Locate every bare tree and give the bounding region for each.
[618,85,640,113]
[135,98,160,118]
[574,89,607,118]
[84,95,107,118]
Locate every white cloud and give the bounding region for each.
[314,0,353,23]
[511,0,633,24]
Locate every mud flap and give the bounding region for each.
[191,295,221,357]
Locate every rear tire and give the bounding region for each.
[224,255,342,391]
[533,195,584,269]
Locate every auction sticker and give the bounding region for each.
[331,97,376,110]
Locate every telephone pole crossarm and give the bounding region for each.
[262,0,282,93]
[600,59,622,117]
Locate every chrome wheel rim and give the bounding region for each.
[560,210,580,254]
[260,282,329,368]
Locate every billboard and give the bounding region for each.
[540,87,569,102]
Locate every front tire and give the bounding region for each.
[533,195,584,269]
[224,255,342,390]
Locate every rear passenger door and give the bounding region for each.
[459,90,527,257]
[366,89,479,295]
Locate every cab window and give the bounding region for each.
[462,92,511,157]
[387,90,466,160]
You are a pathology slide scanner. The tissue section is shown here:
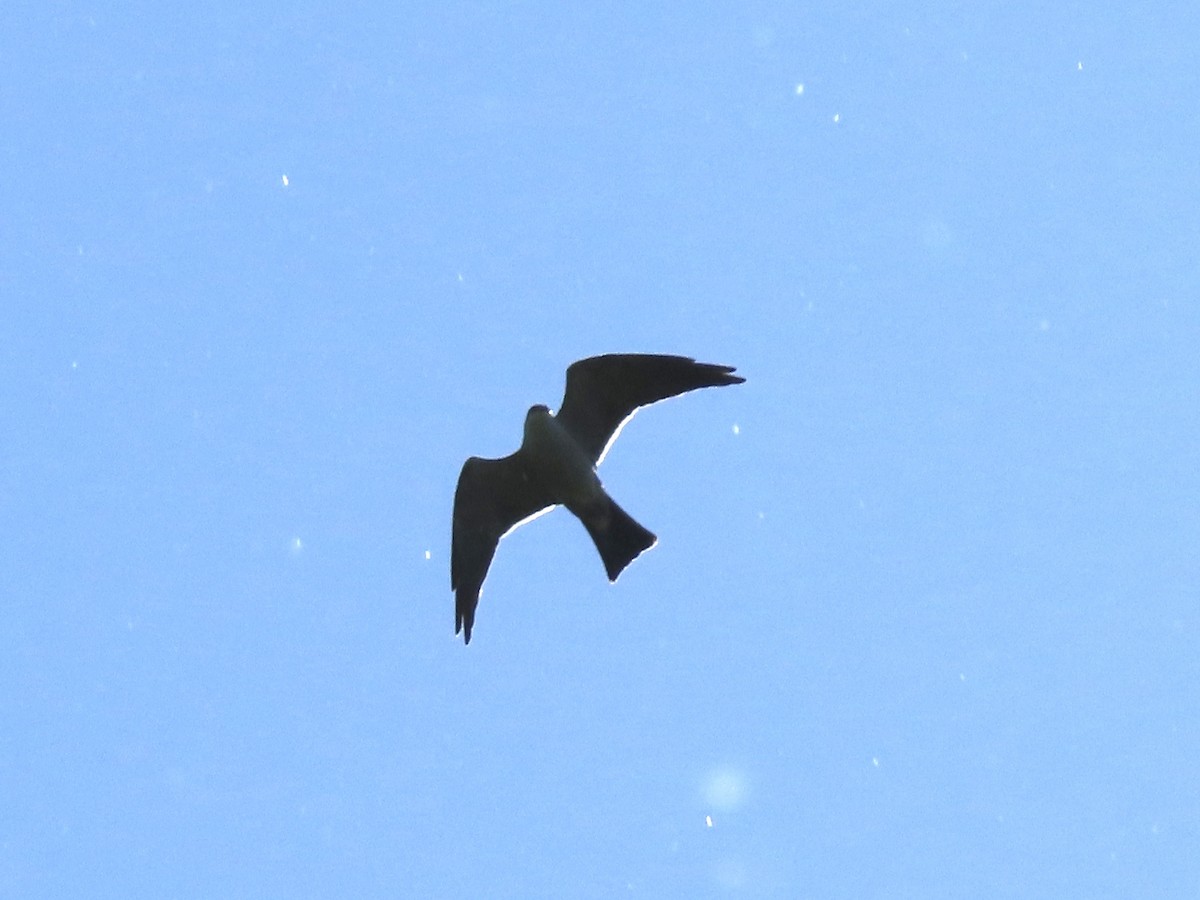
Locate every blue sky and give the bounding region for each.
[0,0,1200,898]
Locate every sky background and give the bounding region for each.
[0,0,1200,898]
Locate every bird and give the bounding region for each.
[450,353,745,644]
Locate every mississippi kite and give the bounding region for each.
[450,353,745,643]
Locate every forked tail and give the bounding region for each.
[580,496,659,581]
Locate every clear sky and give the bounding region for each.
[0,0,1200,899]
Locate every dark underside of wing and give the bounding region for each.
[554,353,745,462]
[450,450,552,643]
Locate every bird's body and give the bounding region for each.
[450,354,745,643]
[521,406,604,515]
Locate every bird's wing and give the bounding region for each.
[450,450,553,643]
[554,353,745,466]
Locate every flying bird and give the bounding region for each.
[450,353,745,643]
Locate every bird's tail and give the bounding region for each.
[580,496,659,581]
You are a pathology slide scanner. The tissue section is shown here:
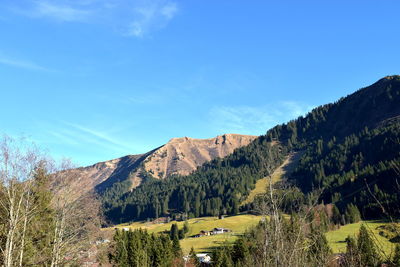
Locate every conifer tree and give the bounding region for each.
[393,244,400,266]
[357,225,380,266]
[308,227,332,266]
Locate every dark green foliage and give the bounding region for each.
[183,221,189,234]
[357,225,380,266]
[212,216,332,267]
[103,76,400,223]
[332,205,342,225]
[169,223,179,240]
[345,225,380,267]
[231,238,250,265]
[102,137,287,222]
[211,244,234,267]
[393,244,400,266]
[189,247,200,267]
[344,203,361,223]
[267,76,400,221]
[345,236,361,267]
[308,228,332,266]
[110,230,181,267]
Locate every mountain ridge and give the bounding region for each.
[55,134,257,202]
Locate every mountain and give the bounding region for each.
[102,76,400,222]
[55,134,256,202]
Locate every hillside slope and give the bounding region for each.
[54,134,256,202]
[106,76,400,226]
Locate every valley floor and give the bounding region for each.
[113,218,394,255]
[117,214,262,254]
[326,221,395,255]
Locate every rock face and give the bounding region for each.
[55,134,257,199]
[144,134,255,179]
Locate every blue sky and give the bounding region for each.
[0,0,400,168]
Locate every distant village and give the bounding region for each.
[193,228,232,237]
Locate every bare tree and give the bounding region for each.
[50,161,100,267]
[0,137,100,267]
[0,136,43,267]
[252,177,328,267]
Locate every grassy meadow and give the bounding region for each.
[326,221,395,255]
[117,214,261,254]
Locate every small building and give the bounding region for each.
[196,253,211,264]
[212,228,231,235]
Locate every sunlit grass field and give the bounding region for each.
[117,214,261,254]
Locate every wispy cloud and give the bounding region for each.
[64,122,129,149]
[0,54,53,72]
[210,101,313,135]
[13,0,179,38]
[28,1,92,22]
[127,1,178,37]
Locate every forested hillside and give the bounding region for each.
[103,76,400,225]
[103,137,287,222]
[267,76,400,217]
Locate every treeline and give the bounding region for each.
[110,230,183,267]
[102,140,288,223]
[0,137,100,267]
[267,76,400,218]
[101,76,400,223]
[211,220,400,267]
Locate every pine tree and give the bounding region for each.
[345,236,360,266]
[345,203,361,223]
[393,244,400,266]
[189,247,200,267]
[169,223,179,240]
[357,225,379,266]
[309,227,332,266]
[332,205,342,225]
[183,221,189,234]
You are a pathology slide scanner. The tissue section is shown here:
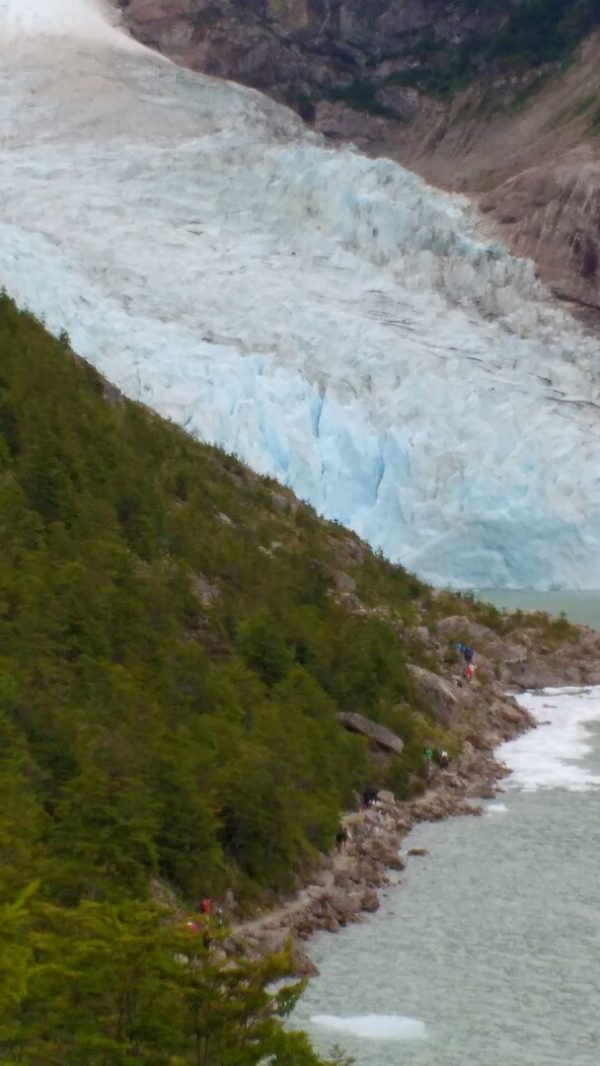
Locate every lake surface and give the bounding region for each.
[295,689,600,1066]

**Work required:**
Reproduce the part of the records that opens with their first line and closes with the line containing "[450,450,552,643]", keeping both of those lines and leaving out the pictures.

**Correct answer:**
Locate every bare tree and give the bounding region for each.
[618,85,640,113]
[135,98,160,118]
[574,89,607,118]
[84,95,107,118]
Locate every white cloud and give the bounding region for each.
[314,0,353,23]
[511,0,633,24]
Locate every mud flap and give the bounding region for each.
[191,295,221,357]
Locate every rear tire and give the bounding region for each.
[224,255,342,391]
[533,195,584,269]
Locate every auction sticker and give the bounding region for each.
[331,97,376,110]
Locate every telephone pole crossarm and give the bounding region for each.
[262,0,282,93]
[600,59,622,117]
Locate every chrome wheel rim and give the bounding region for each.
[560,210,580,254]
[260,282,329,368]
Locate every billboard and give the bounding region for each.
[540,87,569,102]
Locate every front tire and give the bounding region for each.
[533,195,584,269]
[224,255,342,390]
Locate every rear passenger door and give the bounding region for each.
[459,90,527,257]
[366,89,479,295]
Locate every cab window and give the bounding region for each.
[462,92,511,157]
[387,90,466,160]
You are a pathology slide scanner. The tissue section is shown here:
Locate every blue sky and give the bounding region for each.
[0,0,1200,898]
Locate every sky background and give the bounding region for each.
[0,0,1200,898]
Locate every bird and give the bounding region for each.
[450,353,745,644]
Locate every mississippi kite and give the bounding region for each.
[450,353,745,643]
Locate every forked tail and give the bounding region for each.
[580,496,659,581]
Locate every clear sky and give the bounding region for each.
[0,0,1200,899]
Locate every dark underside of wing and give the bounding region for each.
[554,353,745,462]
[450,450,552,643]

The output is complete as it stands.